Some records
---

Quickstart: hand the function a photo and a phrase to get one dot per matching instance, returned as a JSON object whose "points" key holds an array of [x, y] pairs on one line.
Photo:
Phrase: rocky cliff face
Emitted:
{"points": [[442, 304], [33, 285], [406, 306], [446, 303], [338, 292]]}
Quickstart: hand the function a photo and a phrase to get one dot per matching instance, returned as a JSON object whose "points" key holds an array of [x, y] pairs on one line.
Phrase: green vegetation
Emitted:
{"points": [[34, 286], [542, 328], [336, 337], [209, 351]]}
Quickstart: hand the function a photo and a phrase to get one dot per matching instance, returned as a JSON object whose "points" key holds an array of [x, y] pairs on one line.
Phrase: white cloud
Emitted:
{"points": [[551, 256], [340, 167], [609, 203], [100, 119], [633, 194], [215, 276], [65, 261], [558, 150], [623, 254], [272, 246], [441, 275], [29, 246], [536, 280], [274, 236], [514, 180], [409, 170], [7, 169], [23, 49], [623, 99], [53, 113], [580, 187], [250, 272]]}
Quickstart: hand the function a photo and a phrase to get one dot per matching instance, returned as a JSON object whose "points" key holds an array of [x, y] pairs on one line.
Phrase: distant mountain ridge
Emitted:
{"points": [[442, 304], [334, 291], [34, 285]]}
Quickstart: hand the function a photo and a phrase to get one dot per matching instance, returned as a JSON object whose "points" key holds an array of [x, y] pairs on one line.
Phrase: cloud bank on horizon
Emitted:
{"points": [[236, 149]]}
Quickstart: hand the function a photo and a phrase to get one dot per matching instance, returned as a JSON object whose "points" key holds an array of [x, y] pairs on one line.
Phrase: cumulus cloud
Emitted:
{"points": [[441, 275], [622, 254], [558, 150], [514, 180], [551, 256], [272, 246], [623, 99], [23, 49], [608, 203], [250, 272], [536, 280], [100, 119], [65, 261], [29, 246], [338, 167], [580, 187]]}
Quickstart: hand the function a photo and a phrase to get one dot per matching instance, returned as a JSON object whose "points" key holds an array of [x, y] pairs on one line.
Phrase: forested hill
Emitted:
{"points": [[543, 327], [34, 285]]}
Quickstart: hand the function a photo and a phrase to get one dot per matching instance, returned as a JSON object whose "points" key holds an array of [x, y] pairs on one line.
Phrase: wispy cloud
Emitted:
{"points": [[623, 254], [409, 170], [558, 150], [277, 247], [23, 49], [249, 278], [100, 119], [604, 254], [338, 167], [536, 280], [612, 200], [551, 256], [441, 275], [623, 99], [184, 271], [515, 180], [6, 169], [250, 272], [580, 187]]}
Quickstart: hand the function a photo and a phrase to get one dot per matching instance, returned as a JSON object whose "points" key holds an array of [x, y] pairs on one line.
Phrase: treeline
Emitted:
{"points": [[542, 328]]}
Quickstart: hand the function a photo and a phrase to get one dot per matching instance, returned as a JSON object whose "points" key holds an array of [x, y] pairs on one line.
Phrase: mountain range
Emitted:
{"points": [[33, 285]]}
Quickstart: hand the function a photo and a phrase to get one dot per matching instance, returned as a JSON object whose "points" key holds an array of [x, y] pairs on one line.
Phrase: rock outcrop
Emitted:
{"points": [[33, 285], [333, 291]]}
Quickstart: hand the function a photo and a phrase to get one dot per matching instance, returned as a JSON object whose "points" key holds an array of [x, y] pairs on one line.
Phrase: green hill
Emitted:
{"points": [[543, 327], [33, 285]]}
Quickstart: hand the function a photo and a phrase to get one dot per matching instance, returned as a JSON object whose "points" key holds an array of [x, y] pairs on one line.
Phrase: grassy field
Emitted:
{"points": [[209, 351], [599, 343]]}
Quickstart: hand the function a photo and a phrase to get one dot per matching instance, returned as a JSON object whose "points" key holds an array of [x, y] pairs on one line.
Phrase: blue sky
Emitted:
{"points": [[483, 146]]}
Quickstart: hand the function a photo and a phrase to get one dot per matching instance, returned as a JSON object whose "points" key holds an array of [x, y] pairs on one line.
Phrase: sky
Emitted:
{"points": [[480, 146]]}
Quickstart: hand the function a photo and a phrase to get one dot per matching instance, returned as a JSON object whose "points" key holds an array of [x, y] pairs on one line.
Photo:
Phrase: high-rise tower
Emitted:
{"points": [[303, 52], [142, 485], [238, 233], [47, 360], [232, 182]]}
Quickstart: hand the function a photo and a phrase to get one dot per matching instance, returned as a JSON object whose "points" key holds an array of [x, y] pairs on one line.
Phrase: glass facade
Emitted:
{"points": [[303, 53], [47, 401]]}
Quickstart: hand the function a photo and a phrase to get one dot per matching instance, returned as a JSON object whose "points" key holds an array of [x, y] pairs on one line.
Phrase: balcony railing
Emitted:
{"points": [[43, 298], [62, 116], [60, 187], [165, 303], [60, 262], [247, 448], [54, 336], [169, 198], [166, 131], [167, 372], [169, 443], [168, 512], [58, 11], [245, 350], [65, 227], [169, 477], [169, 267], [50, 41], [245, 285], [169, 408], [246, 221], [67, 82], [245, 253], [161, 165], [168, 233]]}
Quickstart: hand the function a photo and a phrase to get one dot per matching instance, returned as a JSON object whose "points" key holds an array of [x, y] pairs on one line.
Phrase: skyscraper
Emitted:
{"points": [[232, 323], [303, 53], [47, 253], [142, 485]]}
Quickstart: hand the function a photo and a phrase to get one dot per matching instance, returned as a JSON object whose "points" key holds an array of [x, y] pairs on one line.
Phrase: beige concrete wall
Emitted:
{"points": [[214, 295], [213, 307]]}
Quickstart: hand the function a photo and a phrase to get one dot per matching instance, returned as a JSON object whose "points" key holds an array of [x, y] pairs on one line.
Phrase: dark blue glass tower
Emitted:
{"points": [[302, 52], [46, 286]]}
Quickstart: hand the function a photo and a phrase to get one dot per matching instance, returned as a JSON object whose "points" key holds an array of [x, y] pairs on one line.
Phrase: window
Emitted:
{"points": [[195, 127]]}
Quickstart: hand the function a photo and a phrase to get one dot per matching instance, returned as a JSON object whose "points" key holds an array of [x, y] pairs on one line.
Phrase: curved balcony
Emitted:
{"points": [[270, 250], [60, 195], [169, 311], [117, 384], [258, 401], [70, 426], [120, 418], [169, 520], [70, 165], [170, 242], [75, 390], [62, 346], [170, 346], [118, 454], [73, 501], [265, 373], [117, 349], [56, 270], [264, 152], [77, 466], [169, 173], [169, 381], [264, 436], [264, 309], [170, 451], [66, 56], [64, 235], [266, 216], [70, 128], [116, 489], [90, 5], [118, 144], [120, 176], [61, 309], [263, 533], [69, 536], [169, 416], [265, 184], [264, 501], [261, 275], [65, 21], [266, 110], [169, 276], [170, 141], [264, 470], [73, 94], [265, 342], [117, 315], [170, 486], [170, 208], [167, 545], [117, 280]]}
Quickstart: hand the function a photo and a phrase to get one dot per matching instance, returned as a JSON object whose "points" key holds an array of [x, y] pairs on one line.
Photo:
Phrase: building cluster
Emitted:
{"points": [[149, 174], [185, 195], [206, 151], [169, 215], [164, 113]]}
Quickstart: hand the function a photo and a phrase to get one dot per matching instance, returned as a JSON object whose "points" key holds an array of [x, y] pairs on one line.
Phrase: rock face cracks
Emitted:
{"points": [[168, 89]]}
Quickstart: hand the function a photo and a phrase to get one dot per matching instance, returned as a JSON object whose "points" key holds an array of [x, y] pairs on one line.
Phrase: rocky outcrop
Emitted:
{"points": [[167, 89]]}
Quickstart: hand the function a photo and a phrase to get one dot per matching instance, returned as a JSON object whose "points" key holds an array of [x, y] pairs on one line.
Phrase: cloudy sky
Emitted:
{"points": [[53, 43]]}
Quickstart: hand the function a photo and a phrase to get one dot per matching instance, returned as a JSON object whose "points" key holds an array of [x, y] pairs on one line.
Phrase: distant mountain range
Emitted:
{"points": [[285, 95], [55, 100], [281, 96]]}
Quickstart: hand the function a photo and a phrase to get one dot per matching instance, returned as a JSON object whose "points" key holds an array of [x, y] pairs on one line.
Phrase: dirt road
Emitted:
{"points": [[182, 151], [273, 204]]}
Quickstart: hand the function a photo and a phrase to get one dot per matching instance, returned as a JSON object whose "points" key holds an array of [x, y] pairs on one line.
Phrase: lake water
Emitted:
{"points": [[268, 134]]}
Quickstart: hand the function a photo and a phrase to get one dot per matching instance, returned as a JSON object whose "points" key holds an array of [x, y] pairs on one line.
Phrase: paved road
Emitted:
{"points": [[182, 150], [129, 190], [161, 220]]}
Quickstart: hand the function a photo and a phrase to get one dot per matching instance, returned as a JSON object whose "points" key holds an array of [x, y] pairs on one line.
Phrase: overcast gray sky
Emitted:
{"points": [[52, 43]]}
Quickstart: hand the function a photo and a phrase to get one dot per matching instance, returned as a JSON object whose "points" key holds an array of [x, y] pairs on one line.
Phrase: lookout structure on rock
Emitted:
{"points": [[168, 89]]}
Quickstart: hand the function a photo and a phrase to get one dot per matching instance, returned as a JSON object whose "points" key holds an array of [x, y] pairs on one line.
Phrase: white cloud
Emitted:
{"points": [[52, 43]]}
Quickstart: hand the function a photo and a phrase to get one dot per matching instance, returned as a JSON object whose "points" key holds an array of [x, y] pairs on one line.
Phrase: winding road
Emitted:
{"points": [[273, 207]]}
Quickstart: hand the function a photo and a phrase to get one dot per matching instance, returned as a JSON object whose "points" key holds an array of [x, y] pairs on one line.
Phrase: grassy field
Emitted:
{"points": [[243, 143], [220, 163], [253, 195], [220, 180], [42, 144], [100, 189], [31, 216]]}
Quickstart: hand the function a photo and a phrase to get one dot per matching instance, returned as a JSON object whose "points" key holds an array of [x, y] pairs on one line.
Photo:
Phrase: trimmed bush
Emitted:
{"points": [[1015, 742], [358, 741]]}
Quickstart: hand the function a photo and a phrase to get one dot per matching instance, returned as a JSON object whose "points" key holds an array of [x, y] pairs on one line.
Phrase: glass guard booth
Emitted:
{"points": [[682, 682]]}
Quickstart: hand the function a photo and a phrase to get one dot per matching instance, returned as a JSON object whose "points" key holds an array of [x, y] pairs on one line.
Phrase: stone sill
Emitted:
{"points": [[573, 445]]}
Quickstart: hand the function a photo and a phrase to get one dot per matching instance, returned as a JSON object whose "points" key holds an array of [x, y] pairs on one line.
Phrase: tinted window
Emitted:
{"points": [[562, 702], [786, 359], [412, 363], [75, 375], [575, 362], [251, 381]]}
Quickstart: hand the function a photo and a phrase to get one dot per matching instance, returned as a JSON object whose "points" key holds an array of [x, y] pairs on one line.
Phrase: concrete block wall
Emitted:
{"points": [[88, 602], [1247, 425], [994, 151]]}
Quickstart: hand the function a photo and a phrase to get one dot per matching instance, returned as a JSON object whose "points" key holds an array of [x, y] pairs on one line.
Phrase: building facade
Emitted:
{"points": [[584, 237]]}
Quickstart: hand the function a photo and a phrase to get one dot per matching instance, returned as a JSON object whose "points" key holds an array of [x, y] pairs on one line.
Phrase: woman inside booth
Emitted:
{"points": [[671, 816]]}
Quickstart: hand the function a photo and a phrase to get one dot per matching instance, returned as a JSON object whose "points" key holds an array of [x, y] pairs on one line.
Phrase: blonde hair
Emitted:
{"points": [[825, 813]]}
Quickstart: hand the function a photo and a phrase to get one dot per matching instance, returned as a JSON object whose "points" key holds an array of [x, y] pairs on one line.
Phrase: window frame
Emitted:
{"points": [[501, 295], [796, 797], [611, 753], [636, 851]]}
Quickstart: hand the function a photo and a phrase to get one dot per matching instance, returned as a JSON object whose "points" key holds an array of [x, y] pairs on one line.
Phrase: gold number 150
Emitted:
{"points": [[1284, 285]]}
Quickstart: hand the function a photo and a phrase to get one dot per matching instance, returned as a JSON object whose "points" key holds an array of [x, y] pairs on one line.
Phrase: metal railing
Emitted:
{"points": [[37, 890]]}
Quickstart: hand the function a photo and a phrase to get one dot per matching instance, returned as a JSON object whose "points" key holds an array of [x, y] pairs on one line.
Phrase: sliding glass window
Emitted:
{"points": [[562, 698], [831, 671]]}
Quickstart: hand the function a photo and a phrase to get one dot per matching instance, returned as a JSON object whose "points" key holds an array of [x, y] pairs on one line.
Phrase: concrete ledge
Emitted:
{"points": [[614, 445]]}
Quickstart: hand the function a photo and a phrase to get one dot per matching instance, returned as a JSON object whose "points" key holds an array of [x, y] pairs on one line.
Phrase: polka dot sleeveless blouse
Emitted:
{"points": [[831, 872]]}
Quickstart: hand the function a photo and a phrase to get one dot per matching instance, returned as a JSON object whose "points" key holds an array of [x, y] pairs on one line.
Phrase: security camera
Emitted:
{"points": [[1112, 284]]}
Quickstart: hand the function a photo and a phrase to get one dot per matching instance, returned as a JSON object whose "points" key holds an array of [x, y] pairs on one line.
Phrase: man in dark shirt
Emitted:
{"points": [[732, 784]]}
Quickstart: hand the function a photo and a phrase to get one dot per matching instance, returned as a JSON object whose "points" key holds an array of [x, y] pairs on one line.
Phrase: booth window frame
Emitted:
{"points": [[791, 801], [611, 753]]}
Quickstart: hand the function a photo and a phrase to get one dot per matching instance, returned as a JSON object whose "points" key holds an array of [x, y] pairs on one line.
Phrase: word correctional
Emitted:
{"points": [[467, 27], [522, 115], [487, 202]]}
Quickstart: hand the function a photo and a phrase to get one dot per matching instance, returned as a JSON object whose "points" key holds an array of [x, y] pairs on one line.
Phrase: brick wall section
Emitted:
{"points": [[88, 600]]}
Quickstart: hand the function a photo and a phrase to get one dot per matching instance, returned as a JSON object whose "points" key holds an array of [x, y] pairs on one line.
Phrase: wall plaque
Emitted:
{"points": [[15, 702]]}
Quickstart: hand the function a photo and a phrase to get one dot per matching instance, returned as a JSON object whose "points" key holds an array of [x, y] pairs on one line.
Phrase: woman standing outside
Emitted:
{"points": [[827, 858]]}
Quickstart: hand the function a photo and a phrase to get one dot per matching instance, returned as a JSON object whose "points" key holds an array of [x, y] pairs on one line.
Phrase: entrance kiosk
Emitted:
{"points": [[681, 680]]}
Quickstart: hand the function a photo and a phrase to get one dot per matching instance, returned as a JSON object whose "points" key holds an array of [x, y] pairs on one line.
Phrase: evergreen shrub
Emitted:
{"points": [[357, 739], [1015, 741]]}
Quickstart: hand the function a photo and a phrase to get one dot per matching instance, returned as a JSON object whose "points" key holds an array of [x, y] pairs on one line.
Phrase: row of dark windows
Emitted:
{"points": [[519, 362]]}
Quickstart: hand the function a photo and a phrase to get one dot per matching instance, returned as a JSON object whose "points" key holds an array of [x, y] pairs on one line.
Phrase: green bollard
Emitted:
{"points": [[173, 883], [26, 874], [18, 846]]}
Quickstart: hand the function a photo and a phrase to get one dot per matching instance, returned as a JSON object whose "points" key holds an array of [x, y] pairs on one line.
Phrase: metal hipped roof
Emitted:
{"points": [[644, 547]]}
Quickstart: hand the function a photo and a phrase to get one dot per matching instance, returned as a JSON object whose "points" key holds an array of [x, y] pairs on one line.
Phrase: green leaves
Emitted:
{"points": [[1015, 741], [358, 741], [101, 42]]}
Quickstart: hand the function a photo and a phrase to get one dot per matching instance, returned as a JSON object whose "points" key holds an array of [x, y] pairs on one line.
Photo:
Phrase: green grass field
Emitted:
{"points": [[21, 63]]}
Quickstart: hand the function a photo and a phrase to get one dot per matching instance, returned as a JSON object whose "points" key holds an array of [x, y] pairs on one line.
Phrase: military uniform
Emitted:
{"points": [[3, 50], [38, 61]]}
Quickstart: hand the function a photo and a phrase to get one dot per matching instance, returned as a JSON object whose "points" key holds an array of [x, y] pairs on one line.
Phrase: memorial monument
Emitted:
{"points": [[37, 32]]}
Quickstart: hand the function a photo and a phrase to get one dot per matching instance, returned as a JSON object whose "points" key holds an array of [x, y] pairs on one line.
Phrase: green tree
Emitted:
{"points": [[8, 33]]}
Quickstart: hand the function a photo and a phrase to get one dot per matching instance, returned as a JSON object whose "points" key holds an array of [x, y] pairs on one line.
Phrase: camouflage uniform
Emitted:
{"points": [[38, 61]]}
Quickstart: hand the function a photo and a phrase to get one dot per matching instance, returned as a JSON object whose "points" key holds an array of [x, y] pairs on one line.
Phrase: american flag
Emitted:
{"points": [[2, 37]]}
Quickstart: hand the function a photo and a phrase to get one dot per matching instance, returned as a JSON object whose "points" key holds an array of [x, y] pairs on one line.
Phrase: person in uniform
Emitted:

---

(Task requirements)
Pull out every line in the records above that contains the word "glass", and list those lines one per line.

(Expected output)
Phrase: glass facade
Phrase: dark blue glass tower
Phrase: glass guard booth
Phrase: sliding glass window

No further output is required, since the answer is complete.